> [STATED TASK]: In the reflection on contemplative life and helping the world, why does the writer find words like those sensed as coming from God hard to receive? Answer in one to three sentences.

> [DOCUMENT SECTION]:
** begin **

Recently as I read a friend’s words discussing the struggle of living a contem-
plative life versus one of more perceived compassion toward the world, I found myself getting anxious that I do not do enough to help the world, the poor, the marginalized. As I read on, tears came to my eyes when I sensed God speaking directly to me saying, "Don't you see how your gifts extend into the world, so that others may find their way?"
Words such as these can be hard for me to receive. While I have never understood much about asceticism per se, I have a sense (for myself) that if it feels too good (i.e. if I find joy in my work), then there must be something wrong. I see myself as not working hard enough or doing the "right" things. These are long-ingrained messages that I have only recently started to challenge.
I LOVE the "work" (and it is difficult to even use that word) I do with Soltura and at Mars Hill. My heart fills as I see men and women come to have more self-awareness, compassion for themselves and begin to understand what truly brings them alive in the world.

** end **

> [RECORD SET]:
** begin **

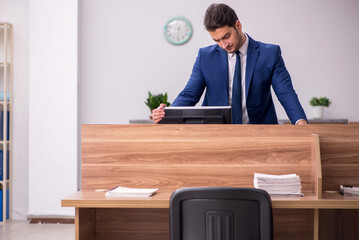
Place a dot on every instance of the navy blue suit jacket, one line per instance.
(265, 68)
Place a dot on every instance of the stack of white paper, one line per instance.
(288, 184)
(131, 192)
(349, 190)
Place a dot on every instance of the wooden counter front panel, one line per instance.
(173, 160)
(145, 224)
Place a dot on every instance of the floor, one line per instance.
(17, 230)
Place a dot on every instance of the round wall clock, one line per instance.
(178, 30)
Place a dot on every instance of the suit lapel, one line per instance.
(223, 68)
(252, 56)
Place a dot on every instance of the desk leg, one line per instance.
(316, 224)
(85, 224)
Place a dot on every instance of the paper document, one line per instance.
(279, 185)
(131, 192)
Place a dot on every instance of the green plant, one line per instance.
(323, 101)
(154, 100)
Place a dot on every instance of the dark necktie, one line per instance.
(237, 93)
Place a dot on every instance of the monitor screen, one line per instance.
(197, 115)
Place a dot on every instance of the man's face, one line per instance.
(229, 38)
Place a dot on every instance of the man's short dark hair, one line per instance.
(219, 15)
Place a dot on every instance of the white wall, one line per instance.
(123, 52)
(16, 13)
(52, 105)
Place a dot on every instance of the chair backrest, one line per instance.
(220, 213)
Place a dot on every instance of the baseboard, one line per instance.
(51, 219)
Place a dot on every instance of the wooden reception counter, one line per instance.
(174, 156)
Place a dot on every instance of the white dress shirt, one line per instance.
(231, 69)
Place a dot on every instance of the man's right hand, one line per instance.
(158, 113)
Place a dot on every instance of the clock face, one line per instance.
(178, 30)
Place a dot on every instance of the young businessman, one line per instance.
(238, 71)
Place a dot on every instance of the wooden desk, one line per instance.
(169, 157)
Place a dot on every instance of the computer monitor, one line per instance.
(198, 115)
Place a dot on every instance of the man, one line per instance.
(238, 71)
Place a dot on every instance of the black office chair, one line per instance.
(222, 213)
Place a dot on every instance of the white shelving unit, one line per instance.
(5, 116)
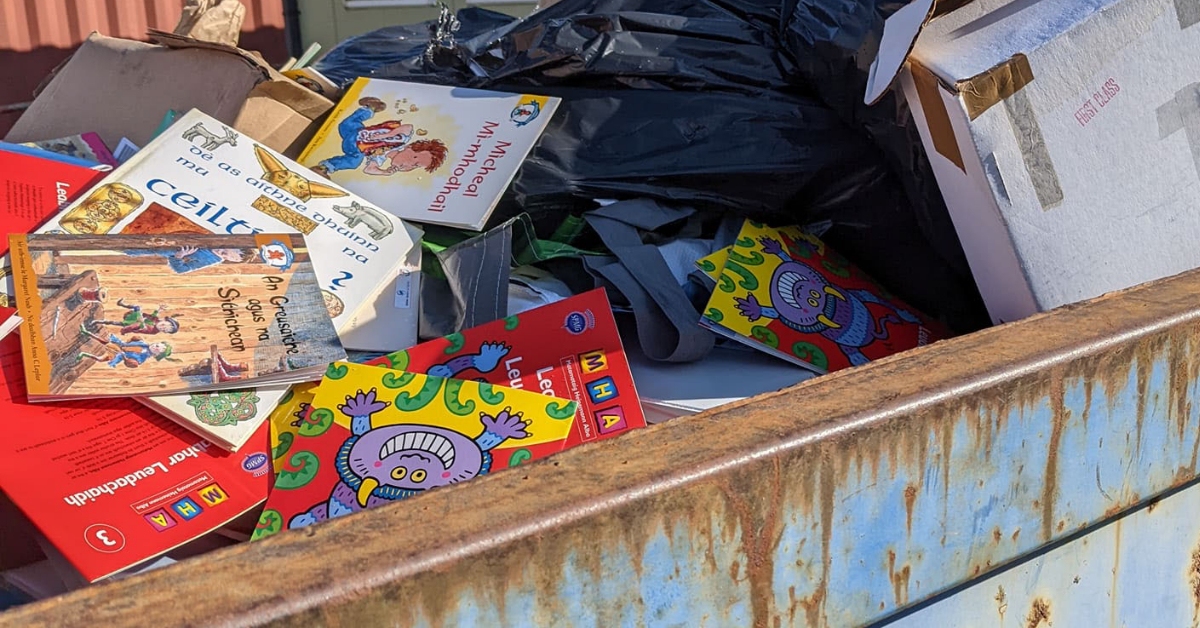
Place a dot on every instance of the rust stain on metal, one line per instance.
(947, 446)
(1194, 582)
(761, 532)
(727, 482)
(1059, 419)
(899, 579)
(815, 604)
(1144, 366)
(1179, 407)
(1039, 614)
(910, 496)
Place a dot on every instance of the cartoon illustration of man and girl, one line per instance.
(131, 353)
(190, 258)
(387, 147)
(136, 321)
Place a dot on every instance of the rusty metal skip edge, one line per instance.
(856, 498)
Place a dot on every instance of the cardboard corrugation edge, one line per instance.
(275, 90)
(937, 118)
(989, 88)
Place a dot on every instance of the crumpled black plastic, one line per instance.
(753, 107)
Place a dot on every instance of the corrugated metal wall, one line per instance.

** end **

> [SOLUTION FOR THIS EXERCISE]: The writer has a sense that if the work feels too good and brings joy, something must be wrong, which leads to feeling that they are not working hard enough or doing the "right" things. These are long-ingrained messages that the writer has only recently started to challenge.